What you will do =>
Format the records as a Markdown table with the columns "Row" and "Record line," running from the start of the records and stopping after the line containing "[[[25,35],[35,35],[35,34],[39,34],[38,30],[24,30],[24,34]]]". Number each line in order and omit any blank lines.

========================================

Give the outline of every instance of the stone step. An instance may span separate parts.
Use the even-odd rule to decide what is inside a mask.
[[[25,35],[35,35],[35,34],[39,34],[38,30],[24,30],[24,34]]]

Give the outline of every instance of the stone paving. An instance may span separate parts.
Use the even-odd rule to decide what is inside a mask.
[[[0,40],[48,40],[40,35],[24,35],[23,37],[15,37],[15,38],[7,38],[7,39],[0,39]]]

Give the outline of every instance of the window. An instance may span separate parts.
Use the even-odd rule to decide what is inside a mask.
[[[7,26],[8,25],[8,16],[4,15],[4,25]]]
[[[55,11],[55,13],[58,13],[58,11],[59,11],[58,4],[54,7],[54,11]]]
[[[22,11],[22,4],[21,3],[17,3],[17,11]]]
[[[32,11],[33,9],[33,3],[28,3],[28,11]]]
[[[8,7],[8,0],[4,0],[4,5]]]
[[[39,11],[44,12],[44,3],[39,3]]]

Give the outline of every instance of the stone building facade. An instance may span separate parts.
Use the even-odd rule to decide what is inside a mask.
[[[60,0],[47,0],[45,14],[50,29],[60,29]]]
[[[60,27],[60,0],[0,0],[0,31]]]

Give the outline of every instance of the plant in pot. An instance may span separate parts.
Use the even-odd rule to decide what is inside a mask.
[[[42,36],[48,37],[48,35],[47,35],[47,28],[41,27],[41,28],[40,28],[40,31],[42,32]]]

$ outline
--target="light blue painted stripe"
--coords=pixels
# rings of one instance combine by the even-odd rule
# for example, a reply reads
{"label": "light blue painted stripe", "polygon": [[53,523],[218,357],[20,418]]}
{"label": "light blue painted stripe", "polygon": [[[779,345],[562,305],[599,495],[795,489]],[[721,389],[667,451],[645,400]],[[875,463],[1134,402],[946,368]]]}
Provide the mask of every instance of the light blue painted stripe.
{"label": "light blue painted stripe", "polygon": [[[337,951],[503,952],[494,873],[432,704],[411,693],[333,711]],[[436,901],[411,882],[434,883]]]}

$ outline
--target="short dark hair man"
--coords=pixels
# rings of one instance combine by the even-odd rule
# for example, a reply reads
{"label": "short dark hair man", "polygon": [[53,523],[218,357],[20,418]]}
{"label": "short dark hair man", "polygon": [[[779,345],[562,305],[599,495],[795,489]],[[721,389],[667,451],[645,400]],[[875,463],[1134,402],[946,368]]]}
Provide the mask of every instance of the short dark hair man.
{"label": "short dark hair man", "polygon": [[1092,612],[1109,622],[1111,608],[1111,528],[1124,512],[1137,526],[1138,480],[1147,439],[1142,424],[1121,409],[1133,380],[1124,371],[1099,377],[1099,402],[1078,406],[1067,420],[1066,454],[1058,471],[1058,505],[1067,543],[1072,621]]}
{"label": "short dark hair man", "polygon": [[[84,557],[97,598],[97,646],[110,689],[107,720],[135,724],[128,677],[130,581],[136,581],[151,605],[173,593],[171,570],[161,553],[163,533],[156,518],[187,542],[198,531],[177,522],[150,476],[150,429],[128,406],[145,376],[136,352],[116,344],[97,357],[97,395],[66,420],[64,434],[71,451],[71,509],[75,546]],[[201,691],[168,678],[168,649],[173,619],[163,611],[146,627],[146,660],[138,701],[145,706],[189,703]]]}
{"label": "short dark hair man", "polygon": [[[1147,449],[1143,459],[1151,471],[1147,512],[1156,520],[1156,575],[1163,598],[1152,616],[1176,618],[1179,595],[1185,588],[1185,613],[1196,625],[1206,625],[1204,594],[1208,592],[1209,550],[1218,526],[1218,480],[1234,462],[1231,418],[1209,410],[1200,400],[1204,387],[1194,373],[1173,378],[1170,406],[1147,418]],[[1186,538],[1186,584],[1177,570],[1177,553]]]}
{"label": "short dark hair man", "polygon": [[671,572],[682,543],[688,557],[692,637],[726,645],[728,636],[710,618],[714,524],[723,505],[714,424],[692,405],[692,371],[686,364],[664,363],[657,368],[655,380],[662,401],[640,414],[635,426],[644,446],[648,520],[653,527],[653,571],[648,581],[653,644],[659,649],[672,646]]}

========================================

The solution =>
| Row | Record line |
|---|---|
| 1 | Give the outline of every instance of the stone step. An instance may span separate parts. |
| 2 | Use the even-odd rule to decide what is inside a mask. |
| 3 | [[[25,35],[35,35],[35,34],[39,34],[38,30],[24,30],[24,34]]] |